DOCUMENT SEGMENT.
§ §
Yea, though I walk through the valley of the shadow of death, I will fear no evil.
PSALM 23:4 NKJV
Psalm 23, penned by the shepherd boy who became king, is one of the best known and most quoted passages of scripture. Every line of David’s masterpiece is beautifully eloquent as literature, profoundly simple in presentation and understanding. Yet, its depth of meaning still causes wonder and amazement as we study and meditate upon it. It is poetic in its arrangement and powerful at creating visual images in our imagination.
Our mind’s eye easily sees the gentle Shepherd (Jesus) leading His small flock, staff in hand, speaking in tender, hushed tones, gently moving the sheep along. We imagine the vista of green pastures, and we hear the gentle sounds of a mountain brook pooling into still waters. We sense the surrounding peace as we lie down. Our souls relax and rest.
§ §
DATA SECTION.
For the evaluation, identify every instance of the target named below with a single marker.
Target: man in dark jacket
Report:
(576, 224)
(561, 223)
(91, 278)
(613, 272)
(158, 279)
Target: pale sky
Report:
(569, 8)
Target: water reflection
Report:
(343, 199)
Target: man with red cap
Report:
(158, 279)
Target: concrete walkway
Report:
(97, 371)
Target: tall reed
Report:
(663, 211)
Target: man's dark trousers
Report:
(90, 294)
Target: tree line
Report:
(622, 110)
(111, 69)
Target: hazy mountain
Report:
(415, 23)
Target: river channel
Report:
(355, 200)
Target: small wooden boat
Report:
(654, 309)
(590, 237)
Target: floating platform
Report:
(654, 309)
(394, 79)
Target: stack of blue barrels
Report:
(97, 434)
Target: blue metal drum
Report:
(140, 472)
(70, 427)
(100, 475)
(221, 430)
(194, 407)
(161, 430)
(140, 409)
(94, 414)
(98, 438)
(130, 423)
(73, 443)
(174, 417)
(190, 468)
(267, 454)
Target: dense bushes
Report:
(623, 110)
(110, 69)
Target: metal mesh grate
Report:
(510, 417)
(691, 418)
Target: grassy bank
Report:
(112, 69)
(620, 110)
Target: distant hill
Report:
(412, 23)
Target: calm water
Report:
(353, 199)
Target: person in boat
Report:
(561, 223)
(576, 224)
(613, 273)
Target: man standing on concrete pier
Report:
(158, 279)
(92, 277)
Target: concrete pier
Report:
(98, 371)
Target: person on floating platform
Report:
§ §
WHAT YOU HAVE TO DO. Continue the reflection on Psalm 23 from the point where it stops.

RESPONSE BELOW.
Yet, we also sense the darkness of the valley—whether ahead or just traversed—the terror of lingering death all around us. “Yea, though I walk through the valley of the shadow of death,” the psalmist says. Here, I imagine long fingers of dusk, cast from leafless trees and scraggly bushes across a narrow path in a steep valley between two unscalable mountains. The shadowy timbers look like grasping hands of demonic monsters reaching out for me.
I grew up on a farm in the rural American South. As a boy, I spent many late afternoons hunting and fishing, often in remote locations. I know what it’s like to be deep in the woods and realize that night has come more quickly than I anticipated. What little illumination remains from the setting sun provides only enough light to cast ominous shadows that move with the breeze. Anxiety wells up within, and even the familiar becomes fearsome. What if I can’t find my way back? Shadows take on lives of their own, becoming everything there is to fear in the woods—a monster? a wild beast? With a steadying breath, I remind myself that, no, they’re only shadows, nothing more.
That’s what shadows are—the image of something much smaller than they appear. Shadows are real, but they present a distorted reality.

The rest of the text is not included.